Reproduce every entry below exactly, minus the pictures.

[Region pointing data]
===============

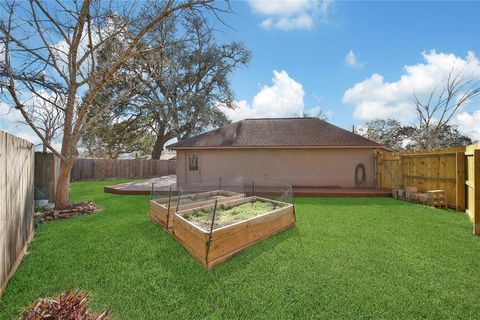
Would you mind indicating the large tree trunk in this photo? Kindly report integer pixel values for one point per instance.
(62, 194)
(158, 147)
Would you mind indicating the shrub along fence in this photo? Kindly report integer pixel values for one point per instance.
(17, 161)
(98, 169)
(455, 170)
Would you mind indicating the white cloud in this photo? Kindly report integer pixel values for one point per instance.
(375, 98)
(11, 121)
(469, 124)
(351, 60)
(284, 98)
(291, 14)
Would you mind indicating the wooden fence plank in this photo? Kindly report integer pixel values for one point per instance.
(476, 192)
(460, 181)
(16, 202)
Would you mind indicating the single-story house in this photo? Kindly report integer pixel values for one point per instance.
(303, 152)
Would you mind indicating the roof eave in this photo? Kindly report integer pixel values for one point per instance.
(173, 147)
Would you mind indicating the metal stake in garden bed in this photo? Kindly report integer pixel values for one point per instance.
(168, 210)
(153, 189)
(210, 234)
(178, 200)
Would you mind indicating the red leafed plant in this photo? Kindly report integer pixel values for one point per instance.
(68, 306)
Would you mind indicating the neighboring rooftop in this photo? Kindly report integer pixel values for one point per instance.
(276, 132)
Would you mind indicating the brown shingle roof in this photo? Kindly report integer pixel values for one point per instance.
(276, 132)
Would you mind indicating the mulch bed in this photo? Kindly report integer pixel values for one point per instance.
(75, 209)
(68, 306)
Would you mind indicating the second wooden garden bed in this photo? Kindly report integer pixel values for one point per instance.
(162, 210)
(212, 247)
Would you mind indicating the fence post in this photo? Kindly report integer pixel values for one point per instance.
(460, 181)
(476, 193)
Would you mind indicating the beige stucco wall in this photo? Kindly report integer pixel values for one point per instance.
(298, 167)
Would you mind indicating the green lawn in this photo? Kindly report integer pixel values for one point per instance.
(346, 258)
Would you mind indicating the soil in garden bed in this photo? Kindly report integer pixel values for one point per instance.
(227, 216)
(195, 199)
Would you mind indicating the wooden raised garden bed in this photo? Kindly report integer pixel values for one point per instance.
(212, 247)
(159, 207)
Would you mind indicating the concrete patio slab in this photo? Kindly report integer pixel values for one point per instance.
(162, 184)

===============

● **FINAL ANSWER**:
Would you mind indicating the large tree trunk in this photo? Kindly report integer pixel values for one point per instance.
(62, 194)
(158, 147)
Would you mind indicating the shrub along fence in this photo? Kindly report integer pixel values for one point per instance.
(17, 161)
(98, 169)
(455, 170)
Would you mind indicating the white cloud in this photo? Kindly report integer pixel values for one point per instance.
(375, 98)
(11, 121)
(469, 124)
(351, 60)
(284, 98)
(291, 14)
Would you mind indicating the wooden fence plank in this photo? Kindly report integer pixel values for one point per instance.
(476, 192)
(460, 181)
(16, 202)
Would you mind indicating the single-story house in this photo? Kindly report integer pixel values for one point per instance.
(303, 152)
Would you mind indicating the roof eave in this photo? Kindly report integer pixel values for one point per instance.
(173, 147)
Would you mind indicating the metal stake in garden bed in this photo? Kindly report integer pixel values for one point per instance.
(168, 210)
(153, 189)
(210, 234)
(178, 200)
Would you mind indicating the red leafed plant in this photo? Kindly report integer pixel values for one point per instance.
(68, 306)
Would you mind indicating the neighboring rooftop in this photo? Kindly report integer pixel values for one point per instance.
(276, 132)
Would you mind indicating the brown shingle roof in this photo? Kindly report integer pixel values for one point per instance.
(276, 132)
Would you mind indicating the mulch bed in this photo? Kindly report integer pixel values for one point per instance.
(75, 209)
(68, 306)
Would you mind indicating the second wooden garden bed in this photo? Kindly report integer pixel values for one point per instance.
(162, 210)
(212, 247)
Would you mind indicating the fence post in this photo? Kindly report integer pixel values for one point per instance.
(460, 181)
(476, 193)
Would you mind indicating the beige stucco wall in this photo? Kindly report integer pixel values for one point per instance.
(298, 167)
Would you mind indicating the green lawn in this photo? Kindly report integer pixel values for one point per instance.
(346, 258)
Would you mind indicating the soil in garden bed in this photo? Kindly report integer pixel values for one point per instance.
(227, 216)
(195, 199)
Would you mind indicating the wooden raised garden bed in this photo? Kindly report integer pixel values for one point per instance.
(212, 247)
(159, 207)
Would you mind indicating the concrete patio slab in this photo? Kindly report integer pixel values for one point per instance.
(162, 184)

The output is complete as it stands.